→ **ENUNCIADO 1**
Resume en dos oraciones el texto sobre los héroes de la infancia.
→ **ENUNCIADO 2**
Según el texto sobre los héroes de la infancia, ¿qué colchón terminó destrozando quien narra con sus saltos?

#### TEXTO PROPORCIONADO ####

HAVANA TIMES — Los héroes de mi infancia que mejor cumplieron su misión fueron Robin Hood y El Conde de Montecristo.

Sus aventuras y desventuras, sin embargo, irían contrastando, al correr el tiempo, con el imaginario socialista de Hombre Nuevo que en mi niñez y más allá de ella comprometió a varias generaciones de cubanos.

Robin Hood, por ejemplo, al robar a los ricos y regalar a los pobres, contradecía la dialéctica en la verdadera solución de los problemas sociales, es decir, los pobres nunca dejarían de serlo porque un proscrito distribuyera entre ellos, de vez en cuando, lo que poseían los ricos.

No por eso la historia dejaba de ser atractiva. Pero ¿cuántos Robin Hood necesitaría el mundo o cuántos mundos harían falta si todos, como era mi deseo entonces, nos convirtiéramos en Robin Hood?

Ese dilema y lo que de él pueda deducirse, solo podía ocurrírsele a un aspirante a Hombre Nuevo como lo era yo.

No obstante, para más complicidad en mi vocación justiciera, los héroes de las películas del oeste, aventuras navales o de capa y espadas me aportaron los ingredientes dramáticos y las dotes atléticas que solía imitar saltando sobre el antiguo colchón nupcial de mis abuelos, que terminé destrozando con heroicos brincos y pudriendo con mis meadas, que al instante de convertirse en paradisiacas o ignotas lagunas, me devolvían, de un grito, a la dialéctica materialista de la realidad cubana donde nunca ha sido fácil conseguir un colchón.

De modo similar, mi insipiente aspiración colectivista se vio recompensada, por breve tiempo, en los Tres Mosqueteros.

Aquella sublime camaradería entre los cuatro – no tres- mosqueteros franceses y otros tantos héroes que durante años desfilaron por la pequeña pantalla de los hogares cubanos, en aquel memorable espacio de las aventuras, se derrumbaron ante la subyugante historia de Edmundo Dantes, devenido Conde de Montecristo al heredar en circunstancias insólitas un fabuloso tesoro.

Preguntas del mismo enfoque con las que juzgué al proscrito Robin Hood no fueron tan severas en el caso del famoso Conde.

De alguna manera para entonces ya comprendía que el dinero hacia falta, y por si fuera poco, la realidad comenzó a mostrarme una dialéctica distinta al de las opciones igualitarias de los discursos y consignas.

Así sobre las inocentes cenizas de aquella sucesión de héroes fue formándose en mí otra ilusión no menos fantástica pero más abrumadora y enmascarada de realidad histórica que aquellos proscritos, mosqueteros o condes.

Los nuevos héroes ya no saltaban sobre mesas rústicas ni se colgaban de lámparas; dirigían ejércitos, comandos o escuadrones guerrilleros y poseían la temeraria virtud de no dudar o equivocarse.

Todo eso, según crecía, me acercó a un ideal de perfección y sacrificio que muy pronto me hizo adquirir el defecto menos compatible con la solemne misión de mi futuro: todo o casi todo me daba risa.

#### DATOS REGISTRADOS ####

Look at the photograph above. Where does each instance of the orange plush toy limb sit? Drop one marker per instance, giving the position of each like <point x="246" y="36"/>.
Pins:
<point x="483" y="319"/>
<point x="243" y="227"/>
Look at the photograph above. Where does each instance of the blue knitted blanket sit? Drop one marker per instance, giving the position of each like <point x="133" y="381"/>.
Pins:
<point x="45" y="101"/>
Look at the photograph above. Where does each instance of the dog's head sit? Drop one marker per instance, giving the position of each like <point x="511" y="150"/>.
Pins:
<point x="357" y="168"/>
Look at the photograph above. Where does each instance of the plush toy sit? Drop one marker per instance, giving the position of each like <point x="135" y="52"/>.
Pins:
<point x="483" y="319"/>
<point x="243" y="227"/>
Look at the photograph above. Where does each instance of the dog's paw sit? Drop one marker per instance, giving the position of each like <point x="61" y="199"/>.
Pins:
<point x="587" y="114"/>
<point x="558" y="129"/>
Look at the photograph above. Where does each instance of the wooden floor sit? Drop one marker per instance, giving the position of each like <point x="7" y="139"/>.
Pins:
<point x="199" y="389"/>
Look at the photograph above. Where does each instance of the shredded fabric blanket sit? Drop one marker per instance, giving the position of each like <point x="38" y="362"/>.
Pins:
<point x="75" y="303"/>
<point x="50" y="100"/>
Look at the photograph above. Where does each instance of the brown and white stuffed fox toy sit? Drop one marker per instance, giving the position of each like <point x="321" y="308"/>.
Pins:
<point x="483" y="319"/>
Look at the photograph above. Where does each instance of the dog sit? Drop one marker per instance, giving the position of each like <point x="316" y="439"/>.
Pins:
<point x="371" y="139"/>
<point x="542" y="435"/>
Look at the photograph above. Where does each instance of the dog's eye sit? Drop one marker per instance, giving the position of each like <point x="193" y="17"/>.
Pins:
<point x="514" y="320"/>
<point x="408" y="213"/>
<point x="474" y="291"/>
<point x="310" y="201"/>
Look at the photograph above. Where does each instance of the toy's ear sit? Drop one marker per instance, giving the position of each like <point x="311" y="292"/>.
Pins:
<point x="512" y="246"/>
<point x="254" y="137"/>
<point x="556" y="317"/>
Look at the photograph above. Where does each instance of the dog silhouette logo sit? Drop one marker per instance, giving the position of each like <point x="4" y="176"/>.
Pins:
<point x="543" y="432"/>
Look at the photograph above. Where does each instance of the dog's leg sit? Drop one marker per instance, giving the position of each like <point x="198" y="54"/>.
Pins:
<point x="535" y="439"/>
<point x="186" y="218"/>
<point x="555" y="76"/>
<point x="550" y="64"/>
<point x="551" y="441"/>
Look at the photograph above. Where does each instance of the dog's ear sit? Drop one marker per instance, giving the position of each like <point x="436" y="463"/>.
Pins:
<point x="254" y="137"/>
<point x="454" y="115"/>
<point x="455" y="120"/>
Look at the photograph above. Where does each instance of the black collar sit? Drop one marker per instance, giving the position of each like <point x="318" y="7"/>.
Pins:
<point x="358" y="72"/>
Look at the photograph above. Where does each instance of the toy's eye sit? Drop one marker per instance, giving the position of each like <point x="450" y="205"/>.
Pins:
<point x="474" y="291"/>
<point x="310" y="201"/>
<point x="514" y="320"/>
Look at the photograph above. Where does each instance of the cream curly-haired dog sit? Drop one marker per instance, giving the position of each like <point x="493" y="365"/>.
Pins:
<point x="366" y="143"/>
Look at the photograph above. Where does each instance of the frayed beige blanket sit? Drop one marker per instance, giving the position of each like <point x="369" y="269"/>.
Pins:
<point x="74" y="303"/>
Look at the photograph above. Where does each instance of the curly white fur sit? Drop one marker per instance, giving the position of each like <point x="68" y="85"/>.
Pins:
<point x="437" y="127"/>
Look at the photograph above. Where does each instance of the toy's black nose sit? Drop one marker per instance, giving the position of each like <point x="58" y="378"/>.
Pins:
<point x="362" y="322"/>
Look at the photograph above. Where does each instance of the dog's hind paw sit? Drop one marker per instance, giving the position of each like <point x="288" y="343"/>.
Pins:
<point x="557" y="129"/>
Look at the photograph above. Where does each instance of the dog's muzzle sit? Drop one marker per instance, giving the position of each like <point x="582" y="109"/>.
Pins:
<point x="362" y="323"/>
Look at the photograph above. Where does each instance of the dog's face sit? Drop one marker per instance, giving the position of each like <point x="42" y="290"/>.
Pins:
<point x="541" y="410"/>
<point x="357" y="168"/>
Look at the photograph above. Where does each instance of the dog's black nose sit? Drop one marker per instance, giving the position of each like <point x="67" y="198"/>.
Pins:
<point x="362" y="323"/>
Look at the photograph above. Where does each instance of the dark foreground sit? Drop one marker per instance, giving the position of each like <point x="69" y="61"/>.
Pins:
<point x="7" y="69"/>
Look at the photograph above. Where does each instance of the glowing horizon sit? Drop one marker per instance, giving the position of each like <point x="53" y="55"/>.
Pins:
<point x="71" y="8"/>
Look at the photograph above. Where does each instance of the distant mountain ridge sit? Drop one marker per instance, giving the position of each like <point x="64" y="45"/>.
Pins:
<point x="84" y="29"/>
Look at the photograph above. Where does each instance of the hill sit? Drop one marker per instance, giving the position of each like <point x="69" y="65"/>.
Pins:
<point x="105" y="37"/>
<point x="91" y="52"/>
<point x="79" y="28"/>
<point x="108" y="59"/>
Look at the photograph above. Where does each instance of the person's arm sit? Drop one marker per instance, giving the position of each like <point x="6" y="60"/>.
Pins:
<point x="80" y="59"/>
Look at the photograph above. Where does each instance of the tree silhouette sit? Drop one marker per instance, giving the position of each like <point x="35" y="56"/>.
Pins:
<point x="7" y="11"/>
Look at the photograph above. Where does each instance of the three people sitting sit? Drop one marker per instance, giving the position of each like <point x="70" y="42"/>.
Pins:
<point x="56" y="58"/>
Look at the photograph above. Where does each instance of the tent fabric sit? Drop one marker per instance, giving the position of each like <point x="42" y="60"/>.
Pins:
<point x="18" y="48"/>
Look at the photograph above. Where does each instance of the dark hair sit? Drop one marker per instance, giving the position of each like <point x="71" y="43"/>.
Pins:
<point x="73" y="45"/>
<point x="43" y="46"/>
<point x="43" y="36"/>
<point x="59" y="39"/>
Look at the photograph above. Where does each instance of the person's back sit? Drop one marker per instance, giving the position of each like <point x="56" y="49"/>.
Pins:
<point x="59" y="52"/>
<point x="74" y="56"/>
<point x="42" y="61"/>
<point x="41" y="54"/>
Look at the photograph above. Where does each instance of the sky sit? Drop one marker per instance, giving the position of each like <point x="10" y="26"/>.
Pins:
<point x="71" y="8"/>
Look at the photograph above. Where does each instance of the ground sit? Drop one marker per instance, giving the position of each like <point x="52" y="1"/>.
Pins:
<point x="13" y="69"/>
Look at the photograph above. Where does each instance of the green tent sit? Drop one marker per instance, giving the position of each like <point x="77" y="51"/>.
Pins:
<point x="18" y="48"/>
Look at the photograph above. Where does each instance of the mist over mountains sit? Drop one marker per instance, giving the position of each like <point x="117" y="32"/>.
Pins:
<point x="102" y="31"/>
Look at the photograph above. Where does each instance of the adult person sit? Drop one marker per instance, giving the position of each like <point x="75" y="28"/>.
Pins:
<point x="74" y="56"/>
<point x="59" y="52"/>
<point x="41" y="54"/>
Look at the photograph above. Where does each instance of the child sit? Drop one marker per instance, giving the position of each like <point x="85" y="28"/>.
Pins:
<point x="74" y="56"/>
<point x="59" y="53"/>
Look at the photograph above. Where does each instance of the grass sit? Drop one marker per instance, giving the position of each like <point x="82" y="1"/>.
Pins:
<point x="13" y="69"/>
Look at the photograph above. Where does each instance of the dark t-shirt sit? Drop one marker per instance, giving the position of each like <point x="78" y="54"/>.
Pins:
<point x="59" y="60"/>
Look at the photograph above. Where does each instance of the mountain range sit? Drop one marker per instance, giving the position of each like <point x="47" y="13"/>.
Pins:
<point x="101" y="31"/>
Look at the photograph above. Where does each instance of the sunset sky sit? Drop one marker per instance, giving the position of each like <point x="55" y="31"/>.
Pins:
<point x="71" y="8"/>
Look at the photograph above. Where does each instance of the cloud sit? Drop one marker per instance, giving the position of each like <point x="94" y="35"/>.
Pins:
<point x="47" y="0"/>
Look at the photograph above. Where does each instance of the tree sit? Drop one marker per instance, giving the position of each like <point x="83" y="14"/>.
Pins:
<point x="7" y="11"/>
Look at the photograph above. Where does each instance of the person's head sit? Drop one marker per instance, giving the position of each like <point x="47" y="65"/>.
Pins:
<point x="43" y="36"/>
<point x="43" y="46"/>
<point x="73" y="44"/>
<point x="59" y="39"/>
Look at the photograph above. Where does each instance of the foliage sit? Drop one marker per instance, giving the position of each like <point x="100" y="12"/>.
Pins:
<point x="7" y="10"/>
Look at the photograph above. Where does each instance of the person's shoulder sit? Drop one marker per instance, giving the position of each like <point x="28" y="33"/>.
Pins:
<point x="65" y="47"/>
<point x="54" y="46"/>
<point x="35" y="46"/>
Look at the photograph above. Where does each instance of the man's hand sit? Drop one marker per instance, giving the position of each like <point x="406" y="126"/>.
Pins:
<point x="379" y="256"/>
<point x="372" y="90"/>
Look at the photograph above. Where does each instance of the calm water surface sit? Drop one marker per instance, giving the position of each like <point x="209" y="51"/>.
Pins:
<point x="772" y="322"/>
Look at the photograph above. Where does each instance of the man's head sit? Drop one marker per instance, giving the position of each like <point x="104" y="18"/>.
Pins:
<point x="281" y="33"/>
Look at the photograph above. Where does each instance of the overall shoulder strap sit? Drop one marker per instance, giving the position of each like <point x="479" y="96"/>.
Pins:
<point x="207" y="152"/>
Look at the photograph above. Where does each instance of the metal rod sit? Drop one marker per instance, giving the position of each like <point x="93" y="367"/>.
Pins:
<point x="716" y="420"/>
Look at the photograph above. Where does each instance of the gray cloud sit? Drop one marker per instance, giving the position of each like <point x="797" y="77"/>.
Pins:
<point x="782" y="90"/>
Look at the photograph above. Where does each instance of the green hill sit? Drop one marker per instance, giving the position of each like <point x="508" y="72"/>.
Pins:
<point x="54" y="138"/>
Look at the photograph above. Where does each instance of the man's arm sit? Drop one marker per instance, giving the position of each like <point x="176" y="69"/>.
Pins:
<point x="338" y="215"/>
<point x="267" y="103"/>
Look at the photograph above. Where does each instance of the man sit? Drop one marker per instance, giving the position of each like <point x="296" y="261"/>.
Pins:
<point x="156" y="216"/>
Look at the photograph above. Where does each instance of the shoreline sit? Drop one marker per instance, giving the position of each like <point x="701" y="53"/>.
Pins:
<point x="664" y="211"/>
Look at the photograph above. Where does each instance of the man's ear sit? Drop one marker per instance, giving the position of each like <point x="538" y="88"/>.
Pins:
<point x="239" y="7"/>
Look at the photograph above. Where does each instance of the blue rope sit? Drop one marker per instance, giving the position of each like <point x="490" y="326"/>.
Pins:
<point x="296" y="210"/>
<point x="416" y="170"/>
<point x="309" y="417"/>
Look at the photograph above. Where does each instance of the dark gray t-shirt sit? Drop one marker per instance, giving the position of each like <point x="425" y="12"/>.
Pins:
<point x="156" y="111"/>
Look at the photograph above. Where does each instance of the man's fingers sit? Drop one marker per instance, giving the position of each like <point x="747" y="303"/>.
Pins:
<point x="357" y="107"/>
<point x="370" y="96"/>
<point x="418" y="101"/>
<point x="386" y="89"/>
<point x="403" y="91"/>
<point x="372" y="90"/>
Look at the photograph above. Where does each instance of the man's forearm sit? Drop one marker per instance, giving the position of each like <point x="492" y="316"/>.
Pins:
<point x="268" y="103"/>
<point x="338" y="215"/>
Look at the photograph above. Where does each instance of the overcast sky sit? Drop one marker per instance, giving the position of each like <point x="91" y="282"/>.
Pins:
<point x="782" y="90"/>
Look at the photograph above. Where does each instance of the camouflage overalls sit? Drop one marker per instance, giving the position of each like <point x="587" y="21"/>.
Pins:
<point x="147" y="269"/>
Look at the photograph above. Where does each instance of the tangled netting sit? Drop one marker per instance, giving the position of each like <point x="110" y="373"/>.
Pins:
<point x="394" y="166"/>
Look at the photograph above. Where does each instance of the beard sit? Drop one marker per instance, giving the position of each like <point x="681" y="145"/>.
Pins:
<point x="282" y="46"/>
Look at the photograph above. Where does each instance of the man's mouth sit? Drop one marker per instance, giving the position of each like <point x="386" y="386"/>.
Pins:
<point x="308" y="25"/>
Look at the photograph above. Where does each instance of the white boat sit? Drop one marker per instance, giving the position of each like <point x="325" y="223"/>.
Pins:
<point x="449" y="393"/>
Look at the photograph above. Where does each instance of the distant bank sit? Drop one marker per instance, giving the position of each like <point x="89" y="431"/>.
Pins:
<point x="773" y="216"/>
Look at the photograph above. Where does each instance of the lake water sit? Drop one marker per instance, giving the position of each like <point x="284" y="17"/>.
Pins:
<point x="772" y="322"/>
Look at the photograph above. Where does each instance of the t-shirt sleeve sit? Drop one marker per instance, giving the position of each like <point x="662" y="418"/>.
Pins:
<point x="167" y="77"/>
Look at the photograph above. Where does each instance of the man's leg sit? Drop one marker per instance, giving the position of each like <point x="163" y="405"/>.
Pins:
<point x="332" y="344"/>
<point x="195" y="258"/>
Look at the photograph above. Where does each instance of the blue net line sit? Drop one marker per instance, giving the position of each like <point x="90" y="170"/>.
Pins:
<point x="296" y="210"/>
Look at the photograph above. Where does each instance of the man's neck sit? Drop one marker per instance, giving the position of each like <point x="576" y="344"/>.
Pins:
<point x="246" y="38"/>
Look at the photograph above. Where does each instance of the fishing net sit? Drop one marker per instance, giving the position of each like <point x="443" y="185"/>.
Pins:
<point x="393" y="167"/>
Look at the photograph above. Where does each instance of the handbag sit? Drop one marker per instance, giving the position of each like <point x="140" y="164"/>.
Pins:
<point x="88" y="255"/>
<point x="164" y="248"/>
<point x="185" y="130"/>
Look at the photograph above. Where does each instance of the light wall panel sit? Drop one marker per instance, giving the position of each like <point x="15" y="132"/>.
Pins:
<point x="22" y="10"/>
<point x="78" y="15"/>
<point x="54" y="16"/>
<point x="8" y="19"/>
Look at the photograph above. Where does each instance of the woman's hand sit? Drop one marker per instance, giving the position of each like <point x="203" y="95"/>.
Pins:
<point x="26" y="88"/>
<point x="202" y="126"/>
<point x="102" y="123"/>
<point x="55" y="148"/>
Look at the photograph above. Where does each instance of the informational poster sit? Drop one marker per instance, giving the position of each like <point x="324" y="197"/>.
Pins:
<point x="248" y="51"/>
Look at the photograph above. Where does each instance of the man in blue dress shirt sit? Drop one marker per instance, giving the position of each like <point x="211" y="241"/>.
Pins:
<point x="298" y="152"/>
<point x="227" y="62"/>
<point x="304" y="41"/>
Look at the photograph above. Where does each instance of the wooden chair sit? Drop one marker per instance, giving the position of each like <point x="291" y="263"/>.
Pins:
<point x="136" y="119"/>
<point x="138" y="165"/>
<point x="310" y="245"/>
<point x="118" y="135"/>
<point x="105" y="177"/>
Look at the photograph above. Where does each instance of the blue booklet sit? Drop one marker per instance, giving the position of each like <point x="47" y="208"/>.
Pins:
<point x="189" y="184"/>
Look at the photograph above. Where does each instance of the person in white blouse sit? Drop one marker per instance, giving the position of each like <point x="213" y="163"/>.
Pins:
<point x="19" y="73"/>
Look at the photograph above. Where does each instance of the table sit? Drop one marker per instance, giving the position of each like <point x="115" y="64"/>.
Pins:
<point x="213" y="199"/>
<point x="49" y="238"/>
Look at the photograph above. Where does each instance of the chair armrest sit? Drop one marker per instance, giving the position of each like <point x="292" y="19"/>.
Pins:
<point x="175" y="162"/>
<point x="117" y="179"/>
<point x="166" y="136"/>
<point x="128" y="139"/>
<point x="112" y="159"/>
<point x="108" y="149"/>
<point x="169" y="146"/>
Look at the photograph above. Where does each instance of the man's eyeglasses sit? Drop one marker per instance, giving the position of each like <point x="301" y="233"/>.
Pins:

####

→ **RESPUESTA ESPERADA 1**
Quien narra recuerda a Robin Hood y al Conde de Montecristo como los héroes de su infancia, cuyas aventuras fueron contrastando con el ideal socialista del Hombre Nuevo. Con el tiempo surgieron nuevos héroes que dirigían ejércitos y escuadrones guerrilleros, y ese ideal de perfección y sacrificio le dejó un defecto: todo o casi todo le daba risa.

→ **RESPUESTA ESPERADA 2**
El antiguo colchón nupcial de sus abuelos.